Mutual funds and exchange-traded funds that are U.S. persons "may not buy, sell, or otherwise engage in transactions related to debt, equity or other holdings in blocked persons and must block such holdings, unless authorized by OFAC," the Treasury Department advised on its website, even as Treasury officials declined to elaborate on the rule or its implications for traders.

As a result, bondholders at nine investment firms and hedge funds from New York, Miami, London and Berlin queried by Bloomberg said that on Monday they stopped trading in Venezuela sovereign bonds and debt from state oil giant PDVSA following the U.S. Treasury Department instructions which were interpreted as barring virtually all transactions.

Ironically, the trading freeze comes amid renewed hopes of a regime change which sent the bonds to 1 year highs as investors scrambled to load up. Now they won't be able to sell their exposure for an indefinite period of time.

While European and Asian funds weren't subject to the same restrictions, the concentration of debt trading within the U.S. financial system makes it challenging for those firms to buy and sell as well. Many financial institutions, for example, adhere worldwide to U.S. sanctions. Meanwihle, according to Bloomberg, Trace showed zero trades on PDVSA’s debt since last Wednesday although Bloomberg caught a handful of trades in Venezuela's 9.25% bonds due Sept 2017.

■ **What is asked**
A) Answer these questions using the passage on Venezuelan bond trading:
(i) How many investment firms and hedge funds did Bloomberg query?
(ii) What sent the bonds to 1-year highs?
(iii) In which Venezuelan bonds did Bloomberg catch a handful of trades?
B) Resume the passage on Venezuelan bond trading from its final sentence.

Entries taken from a collection:
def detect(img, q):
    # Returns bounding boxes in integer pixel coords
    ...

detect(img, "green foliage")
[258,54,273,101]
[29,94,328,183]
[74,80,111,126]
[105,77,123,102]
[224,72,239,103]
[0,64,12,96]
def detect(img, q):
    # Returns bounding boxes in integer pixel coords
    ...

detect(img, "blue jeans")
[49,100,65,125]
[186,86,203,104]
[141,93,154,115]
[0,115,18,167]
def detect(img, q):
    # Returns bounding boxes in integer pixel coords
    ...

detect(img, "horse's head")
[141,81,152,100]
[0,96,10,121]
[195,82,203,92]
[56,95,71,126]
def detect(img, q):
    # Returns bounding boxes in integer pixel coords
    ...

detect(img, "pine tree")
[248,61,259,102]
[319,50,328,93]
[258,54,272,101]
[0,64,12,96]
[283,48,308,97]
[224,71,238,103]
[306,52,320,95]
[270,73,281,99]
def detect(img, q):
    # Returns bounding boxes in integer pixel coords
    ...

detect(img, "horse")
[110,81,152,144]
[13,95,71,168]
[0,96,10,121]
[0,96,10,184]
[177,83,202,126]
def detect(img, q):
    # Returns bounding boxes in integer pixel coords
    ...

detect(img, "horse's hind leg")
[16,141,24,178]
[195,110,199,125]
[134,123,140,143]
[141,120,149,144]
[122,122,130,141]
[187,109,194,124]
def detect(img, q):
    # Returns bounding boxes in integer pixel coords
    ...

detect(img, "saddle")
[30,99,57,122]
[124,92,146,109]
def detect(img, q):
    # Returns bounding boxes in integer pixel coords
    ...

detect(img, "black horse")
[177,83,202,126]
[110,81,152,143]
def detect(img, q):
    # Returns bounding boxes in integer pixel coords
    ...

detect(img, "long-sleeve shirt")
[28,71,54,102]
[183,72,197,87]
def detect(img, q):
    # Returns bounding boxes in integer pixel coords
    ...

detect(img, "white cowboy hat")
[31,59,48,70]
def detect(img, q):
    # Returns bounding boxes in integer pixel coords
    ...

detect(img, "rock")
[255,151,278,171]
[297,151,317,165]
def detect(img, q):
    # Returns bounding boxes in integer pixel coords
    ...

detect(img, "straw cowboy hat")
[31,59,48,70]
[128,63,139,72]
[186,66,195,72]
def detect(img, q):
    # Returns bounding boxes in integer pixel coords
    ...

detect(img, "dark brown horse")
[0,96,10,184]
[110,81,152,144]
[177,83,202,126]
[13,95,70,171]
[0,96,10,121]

■ **Results**
A)
(i) Nine.
(ii) Renewed hopes of a regime change.
(iii) Venezuela's 9.25% bonds due Sept 2017.

B)
“Legally and theoretically I should be able to trade these bonds, but practically I am not able to do it anymore,” said Lutz Roehmeyer, a Berlin-based money manager at Capitulum Asset Management, which holds PDVSA bonds.

Previously, the Treasury Department said the financial restrictions are meant to cripple the Maduro government and spur regime change, explaining that this US-headed "soft coup" of the Maduro regime will end when state-run companies like PDVSA transfer control to National Assembly President Juan Guaido or “a subsequent, democratically-elected government that is committed to taking concrete and meaningful actions to combat corruption, restore democracy, and respect human rights.”

Meanwhile, the complicated, lengthy and sometimes contradictory instructions from the Treasury forced investors to seek legal assistance parsing the text word-for-word.

"If the Venezuela sanctions aren’t clarified, trading of the debt will be similar to what we had with Cuban debt,” Jean-Dominique Butikofer, of Voya Investment Management told Bloomber. “Everyone will trade with a legal tweezers."